Top of Document passage

Casino in Summit County, Ohio, U.S.

The Northfield Park Racino (previously MGM Northfield Park and Hard Rock Rocksino Northfield Park) is a racino in Northfield, Ohio, United States, a community near Cleveland. Northfield Park conducts more than 200 harness racing nights each year. It is owned by Vici Properties, and operated by Clairvest Group as of April 2026. The racino was formerly operated by Hard Rock International from 2013 to 2018 and MGM Resorts International from 2018 to 2026.

== History ==
=== Background ===
Originally constructed in 1934, Northfield Park racetrack was originally known as Sportsman Park, with a focus on midget car racing. After 20 years as a successful car racing facility, interest began to wane and in 1956, Sportsman Park was demolished to make way for what would eventually become one of the nation's premier harness racing tracks under the initial leadership of Walter J. Michael, who opened Northfield Park on August 23, 1957. Michael sold the track to Carl Milstein for $7.5 million in 1972. However, Michael kept managing the meets until he also sold them to Dr. Vic Ippolito and Cleveland lawyer William Snyder in 1974. The track expanded into winter racing with over 200 race nights a year by 1976, though the track continued to financially decline.

In 1981, management acquired the Painesville meet from Homer Marshman, giving them operation of all meets. The track lost $1 million even though 458,000 people bet $65 million when doing the races. Following a 1984 state tax break, Milstein took direct control, and year-round harness racing commenced in 1985, with his son, Brock Milstein, later taking over management in 1999. By 2002, the president of Northfield Park was Myron Charna. Cedar Downs is the only off-track betting parlor in Ohio and is owned and operated by Northfield Park. Cedar Downs is located in Sandusky, Ohio at the entrance to the Cedar Point Causeway. Northfield purchased the facility in the summer of 2005. It had previously been operated by Raceway Park, a Toledo harness track.

Bottom of Document passage
Top of Record extracts

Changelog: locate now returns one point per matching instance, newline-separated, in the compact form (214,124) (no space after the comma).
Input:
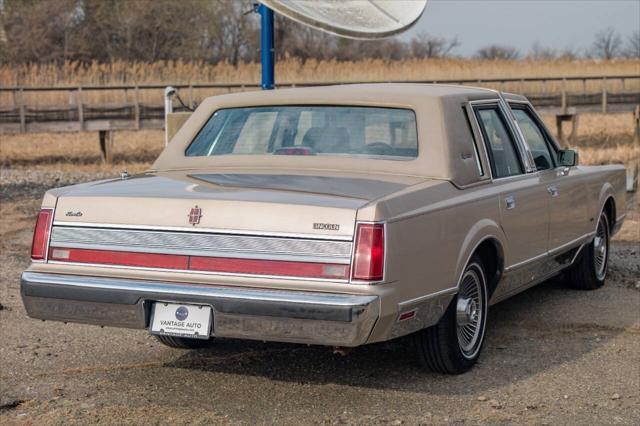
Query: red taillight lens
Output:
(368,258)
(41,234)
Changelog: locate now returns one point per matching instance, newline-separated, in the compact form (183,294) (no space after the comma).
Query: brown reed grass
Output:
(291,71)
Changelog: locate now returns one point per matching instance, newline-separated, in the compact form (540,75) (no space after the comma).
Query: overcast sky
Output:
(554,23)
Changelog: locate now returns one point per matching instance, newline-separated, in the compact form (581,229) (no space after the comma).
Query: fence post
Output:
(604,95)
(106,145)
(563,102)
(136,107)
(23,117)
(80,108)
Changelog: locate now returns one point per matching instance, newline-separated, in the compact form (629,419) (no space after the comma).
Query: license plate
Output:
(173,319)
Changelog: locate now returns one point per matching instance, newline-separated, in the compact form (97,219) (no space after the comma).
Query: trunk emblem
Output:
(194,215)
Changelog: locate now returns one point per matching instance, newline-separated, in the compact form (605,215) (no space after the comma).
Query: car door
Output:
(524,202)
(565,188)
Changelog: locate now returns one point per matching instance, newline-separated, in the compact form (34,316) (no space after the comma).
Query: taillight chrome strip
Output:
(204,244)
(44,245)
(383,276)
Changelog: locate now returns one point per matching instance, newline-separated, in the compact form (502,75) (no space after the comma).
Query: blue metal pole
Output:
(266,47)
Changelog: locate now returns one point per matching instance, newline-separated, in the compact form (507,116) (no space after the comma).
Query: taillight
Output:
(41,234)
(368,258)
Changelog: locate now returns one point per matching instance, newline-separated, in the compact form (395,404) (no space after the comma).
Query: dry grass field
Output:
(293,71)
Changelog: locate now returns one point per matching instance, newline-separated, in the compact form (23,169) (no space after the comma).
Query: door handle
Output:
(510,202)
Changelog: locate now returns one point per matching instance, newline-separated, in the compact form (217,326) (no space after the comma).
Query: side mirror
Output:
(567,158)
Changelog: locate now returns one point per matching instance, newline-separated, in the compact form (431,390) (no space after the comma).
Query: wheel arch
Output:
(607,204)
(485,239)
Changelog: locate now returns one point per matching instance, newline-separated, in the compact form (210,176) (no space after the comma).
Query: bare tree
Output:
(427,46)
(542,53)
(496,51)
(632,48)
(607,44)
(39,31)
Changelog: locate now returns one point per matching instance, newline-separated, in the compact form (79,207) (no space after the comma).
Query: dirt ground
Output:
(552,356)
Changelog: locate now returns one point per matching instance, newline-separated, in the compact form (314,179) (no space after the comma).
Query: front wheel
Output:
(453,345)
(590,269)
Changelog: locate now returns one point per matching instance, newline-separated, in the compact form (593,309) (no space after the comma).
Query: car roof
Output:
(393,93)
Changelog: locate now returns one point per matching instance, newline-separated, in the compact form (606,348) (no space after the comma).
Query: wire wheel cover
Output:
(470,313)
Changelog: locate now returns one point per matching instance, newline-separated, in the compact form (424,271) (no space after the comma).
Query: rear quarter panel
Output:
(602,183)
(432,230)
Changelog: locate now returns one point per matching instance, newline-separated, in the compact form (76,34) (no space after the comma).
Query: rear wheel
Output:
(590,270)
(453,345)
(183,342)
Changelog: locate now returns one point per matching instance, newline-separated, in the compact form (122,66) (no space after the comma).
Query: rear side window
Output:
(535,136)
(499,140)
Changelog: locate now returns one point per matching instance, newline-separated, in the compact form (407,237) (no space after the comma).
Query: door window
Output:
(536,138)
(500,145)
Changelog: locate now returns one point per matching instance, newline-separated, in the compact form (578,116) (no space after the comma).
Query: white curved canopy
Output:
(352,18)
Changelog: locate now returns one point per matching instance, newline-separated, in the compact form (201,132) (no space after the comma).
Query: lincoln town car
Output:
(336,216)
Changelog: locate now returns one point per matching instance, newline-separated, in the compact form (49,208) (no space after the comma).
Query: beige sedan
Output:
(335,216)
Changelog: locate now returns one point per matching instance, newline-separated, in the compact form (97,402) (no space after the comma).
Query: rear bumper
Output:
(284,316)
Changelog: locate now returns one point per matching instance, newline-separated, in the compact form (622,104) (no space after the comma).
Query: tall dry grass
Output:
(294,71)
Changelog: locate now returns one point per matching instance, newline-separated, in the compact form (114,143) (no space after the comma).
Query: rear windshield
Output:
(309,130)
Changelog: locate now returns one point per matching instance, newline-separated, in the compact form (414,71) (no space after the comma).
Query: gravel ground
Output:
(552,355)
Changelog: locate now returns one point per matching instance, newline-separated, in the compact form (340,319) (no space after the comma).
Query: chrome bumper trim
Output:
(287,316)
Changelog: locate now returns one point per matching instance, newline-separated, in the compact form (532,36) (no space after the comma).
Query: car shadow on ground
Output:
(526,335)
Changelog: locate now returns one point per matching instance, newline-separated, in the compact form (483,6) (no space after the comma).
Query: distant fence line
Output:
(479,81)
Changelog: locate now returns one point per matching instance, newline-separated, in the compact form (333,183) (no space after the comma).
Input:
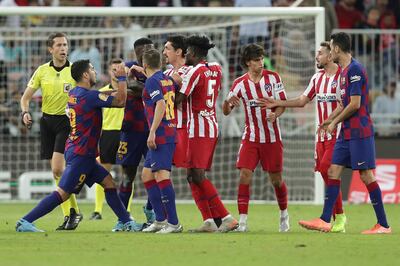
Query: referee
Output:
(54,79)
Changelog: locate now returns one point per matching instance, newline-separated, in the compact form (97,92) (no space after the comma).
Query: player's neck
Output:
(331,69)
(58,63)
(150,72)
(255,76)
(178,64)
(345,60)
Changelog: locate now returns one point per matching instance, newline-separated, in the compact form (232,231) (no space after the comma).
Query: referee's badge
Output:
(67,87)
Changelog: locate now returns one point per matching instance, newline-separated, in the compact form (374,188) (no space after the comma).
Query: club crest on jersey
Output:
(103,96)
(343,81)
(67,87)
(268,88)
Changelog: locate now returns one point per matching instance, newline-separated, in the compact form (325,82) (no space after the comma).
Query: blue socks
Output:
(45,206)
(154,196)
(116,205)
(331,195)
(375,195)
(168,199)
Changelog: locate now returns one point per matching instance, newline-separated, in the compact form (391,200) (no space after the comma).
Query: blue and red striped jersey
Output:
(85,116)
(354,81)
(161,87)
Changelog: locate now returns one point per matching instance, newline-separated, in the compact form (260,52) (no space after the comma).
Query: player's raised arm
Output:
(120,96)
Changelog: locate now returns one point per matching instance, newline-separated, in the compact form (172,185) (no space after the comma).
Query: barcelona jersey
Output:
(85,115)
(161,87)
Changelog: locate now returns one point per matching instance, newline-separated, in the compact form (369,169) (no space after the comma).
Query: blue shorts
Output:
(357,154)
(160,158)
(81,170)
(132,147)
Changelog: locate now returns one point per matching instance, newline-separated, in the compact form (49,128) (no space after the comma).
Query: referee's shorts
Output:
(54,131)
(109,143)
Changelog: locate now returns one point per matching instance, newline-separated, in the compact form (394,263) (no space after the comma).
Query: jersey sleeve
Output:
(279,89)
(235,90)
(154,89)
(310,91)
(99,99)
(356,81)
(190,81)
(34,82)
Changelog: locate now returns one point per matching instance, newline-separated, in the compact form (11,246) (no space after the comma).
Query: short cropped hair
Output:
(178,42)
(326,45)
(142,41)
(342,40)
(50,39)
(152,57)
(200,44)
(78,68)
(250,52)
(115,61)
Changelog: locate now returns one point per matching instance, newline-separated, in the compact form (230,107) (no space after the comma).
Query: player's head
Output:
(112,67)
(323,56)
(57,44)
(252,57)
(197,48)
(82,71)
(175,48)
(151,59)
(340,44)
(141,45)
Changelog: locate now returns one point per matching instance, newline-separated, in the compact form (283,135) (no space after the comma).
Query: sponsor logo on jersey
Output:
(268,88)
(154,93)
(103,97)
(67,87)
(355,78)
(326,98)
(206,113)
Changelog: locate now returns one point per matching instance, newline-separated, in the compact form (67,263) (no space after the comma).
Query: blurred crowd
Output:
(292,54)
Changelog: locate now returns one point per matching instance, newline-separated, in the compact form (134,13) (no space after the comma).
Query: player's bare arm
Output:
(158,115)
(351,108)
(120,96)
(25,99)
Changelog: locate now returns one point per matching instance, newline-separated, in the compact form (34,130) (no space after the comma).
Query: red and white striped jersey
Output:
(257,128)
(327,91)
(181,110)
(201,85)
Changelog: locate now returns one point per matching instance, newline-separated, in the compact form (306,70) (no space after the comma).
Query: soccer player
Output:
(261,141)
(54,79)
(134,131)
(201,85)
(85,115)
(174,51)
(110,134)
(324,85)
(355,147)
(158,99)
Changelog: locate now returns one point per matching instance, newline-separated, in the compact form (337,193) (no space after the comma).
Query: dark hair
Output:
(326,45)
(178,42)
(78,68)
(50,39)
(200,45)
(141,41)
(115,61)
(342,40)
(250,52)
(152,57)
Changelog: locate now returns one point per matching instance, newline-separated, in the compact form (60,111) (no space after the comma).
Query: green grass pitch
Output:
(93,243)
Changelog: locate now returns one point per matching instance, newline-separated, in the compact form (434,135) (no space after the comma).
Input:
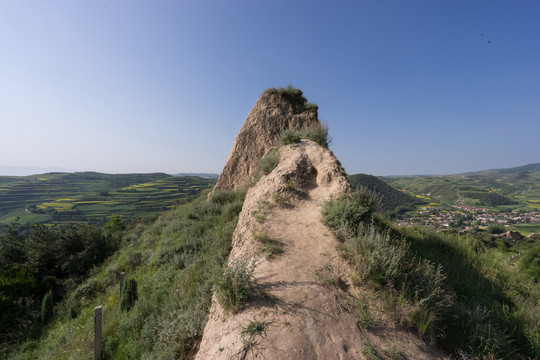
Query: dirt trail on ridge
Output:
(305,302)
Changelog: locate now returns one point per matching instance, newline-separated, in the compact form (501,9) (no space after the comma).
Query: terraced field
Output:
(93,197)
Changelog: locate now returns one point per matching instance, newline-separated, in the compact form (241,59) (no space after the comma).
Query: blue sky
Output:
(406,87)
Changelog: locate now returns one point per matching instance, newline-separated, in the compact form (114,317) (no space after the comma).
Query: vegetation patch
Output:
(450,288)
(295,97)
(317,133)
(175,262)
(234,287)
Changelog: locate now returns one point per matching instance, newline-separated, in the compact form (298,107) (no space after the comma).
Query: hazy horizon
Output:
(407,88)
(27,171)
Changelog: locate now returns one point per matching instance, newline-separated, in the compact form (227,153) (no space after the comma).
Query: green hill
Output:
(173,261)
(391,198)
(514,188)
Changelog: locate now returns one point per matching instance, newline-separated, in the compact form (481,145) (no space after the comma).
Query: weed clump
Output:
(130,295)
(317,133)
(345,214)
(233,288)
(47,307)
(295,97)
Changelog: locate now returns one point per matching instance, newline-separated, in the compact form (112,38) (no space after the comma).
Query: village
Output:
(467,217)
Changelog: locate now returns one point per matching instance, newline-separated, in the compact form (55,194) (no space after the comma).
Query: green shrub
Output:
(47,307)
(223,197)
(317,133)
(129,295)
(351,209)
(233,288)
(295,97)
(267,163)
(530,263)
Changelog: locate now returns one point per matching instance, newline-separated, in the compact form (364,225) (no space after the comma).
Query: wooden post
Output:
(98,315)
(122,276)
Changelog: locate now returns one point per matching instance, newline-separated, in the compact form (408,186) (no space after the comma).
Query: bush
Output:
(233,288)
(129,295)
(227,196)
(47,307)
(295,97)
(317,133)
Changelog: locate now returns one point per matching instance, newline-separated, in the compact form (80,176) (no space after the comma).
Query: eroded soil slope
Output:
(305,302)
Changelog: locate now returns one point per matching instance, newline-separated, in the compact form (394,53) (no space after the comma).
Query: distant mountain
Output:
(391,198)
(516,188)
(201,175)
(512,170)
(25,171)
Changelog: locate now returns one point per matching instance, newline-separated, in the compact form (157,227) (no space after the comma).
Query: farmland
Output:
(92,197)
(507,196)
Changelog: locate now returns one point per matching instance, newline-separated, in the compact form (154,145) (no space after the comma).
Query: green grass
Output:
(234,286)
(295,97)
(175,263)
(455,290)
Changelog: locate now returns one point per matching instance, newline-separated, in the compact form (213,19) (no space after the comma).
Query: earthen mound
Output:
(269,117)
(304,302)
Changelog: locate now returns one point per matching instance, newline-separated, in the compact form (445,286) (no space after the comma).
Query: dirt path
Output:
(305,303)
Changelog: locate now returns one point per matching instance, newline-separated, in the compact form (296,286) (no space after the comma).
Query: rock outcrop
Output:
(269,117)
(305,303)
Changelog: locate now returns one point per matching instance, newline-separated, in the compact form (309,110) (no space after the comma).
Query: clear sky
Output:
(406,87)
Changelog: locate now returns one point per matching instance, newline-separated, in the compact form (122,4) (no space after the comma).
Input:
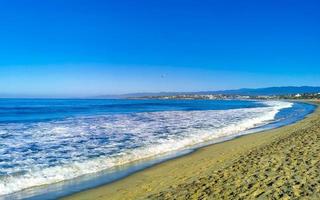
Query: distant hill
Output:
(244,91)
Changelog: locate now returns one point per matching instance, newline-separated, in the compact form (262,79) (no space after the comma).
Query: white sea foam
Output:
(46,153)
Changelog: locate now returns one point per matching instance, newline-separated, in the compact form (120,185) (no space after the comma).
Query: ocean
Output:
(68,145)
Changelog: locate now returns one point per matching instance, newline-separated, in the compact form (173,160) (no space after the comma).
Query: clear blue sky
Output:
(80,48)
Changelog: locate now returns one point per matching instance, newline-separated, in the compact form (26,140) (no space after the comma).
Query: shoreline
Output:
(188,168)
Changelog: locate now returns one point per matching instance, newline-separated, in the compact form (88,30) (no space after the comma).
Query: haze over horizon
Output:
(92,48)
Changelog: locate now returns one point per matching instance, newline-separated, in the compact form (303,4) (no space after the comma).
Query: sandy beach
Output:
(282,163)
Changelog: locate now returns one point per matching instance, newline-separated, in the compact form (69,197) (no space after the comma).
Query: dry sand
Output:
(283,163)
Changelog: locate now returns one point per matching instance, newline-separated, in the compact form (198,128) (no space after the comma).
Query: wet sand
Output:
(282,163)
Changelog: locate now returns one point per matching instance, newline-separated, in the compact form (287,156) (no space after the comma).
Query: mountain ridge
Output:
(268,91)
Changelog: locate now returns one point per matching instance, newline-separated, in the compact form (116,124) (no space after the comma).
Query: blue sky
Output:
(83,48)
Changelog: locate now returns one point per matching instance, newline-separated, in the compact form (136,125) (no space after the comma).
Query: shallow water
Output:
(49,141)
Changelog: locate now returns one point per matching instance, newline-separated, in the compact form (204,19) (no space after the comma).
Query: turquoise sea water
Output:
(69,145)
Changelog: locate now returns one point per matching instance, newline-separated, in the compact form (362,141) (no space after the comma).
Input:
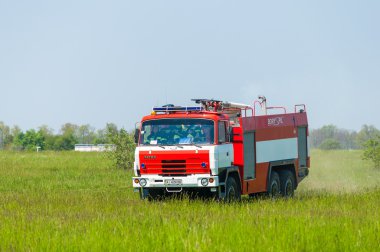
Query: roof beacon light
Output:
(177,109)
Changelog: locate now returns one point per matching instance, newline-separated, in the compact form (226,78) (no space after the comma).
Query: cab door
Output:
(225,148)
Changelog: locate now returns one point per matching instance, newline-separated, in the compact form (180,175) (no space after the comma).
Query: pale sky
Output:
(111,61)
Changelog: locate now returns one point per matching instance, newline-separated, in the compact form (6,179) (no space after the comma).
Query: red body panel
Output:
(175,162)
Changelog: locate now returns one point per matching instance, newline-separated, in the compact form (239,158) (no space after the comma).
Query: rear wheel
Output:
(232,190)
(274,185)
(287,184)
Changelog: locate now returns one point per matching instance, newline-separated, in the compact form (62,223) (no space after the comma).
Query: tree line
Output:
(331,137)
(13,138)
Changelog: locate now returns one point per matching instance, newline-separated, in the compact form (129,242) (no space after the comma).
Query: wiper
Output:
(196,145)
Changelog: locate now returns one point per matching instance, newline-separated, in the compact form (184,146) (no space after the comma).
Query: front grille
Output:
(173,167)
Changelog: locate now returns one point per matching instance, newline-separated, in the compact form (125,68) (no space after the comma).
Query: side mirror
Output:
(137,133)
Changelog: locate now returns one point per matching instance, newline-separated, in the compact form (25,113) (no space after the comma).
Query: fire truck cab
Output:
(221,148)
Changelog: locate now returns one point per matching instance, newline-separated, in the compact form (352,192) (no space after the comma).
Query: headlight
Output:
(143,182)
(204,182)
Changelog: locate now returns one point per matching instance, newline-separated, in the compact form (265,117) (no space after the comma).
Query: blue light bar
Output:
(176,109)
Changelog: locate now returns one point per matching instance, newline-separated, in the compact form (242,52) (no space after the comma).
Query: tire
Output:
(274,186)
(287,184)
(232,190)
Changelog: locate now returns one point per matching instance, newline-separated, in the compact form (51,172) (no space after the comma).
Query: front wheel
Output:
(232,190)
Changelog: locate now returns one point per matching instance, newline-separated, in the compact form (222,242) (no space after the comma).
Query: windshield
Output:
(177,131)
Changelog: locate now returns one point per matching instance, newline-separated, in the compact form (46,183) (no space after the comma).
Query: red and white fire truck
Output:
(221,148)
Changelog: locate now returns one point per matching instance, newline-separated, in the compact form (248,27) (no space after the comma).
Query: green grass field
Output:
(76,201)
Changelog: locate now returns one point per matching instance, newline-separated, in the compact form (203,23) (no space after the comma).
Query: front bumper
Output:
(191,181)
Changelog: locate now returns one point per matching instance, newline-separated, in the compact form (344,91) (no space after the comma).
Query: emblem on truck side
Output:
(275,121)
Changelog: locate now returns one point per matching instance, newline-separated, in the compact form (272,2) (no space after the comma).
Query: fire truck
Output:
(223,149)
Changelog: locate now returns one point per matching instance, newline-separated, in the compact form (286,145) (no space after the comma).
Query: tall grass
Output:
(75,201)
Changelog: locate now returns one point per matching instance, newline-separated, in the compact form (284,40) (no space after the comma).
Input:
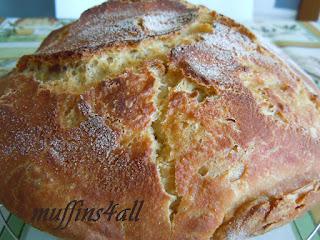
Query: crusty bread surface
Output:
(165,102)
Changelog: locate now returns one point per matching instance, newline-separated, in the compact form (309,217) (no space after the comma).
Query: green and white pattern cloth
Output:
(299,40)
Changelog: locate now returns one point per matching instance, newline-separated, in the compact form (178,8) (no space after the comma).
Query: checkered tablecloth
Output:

Bottom of Record extracts

- Complete the following -
**a.** According to the Northfield Park Racino text, on what date did Walter J. Michael open Northfield Park?
**b.** Resume the Northfield Park Racino text, picking up right after its final sentence.

- Answers to each task -
**a.** August 23, 1957

**b.**
In the spring of 2008, Northfield Park constructed the Trackside Lounge. Trackside at Northfield Park is a state-of-the-art Sports Bar, featuring three-dozen flat-screen television monitors, private seating areas, full bar service and snack menu. In addition to Northfield's full simulcast agenda, Trackside broadcasts major sporting events including Guardians, Cavaliers and Browns games, March Madness, the World Series, Super Bowl, NASCAR and more. The Trackside Barbecue features award-winning ribs, pulled pork sandwiches and more, and food from the barbecue can be brought into the Trackside Lounge, or eaten in the barbecue tent pavilion.

=== 2009–2013: Development and opening ===

Exterior view at sunset as Hard Rock (February 2014)

In early 2009, the Ohio Legislature initiated legislation that would allow each of the state's seven tracks, including Northfield, to install 2,000 slot machines under guidelines developed by the Ohio State Racing Commission. In July 2009, slot machines were approved, and were installed at Northfield Park pending the approval of Governor John Kasich. Brock Milstein contributed over $500,000 to the campaign to legalize slot machines.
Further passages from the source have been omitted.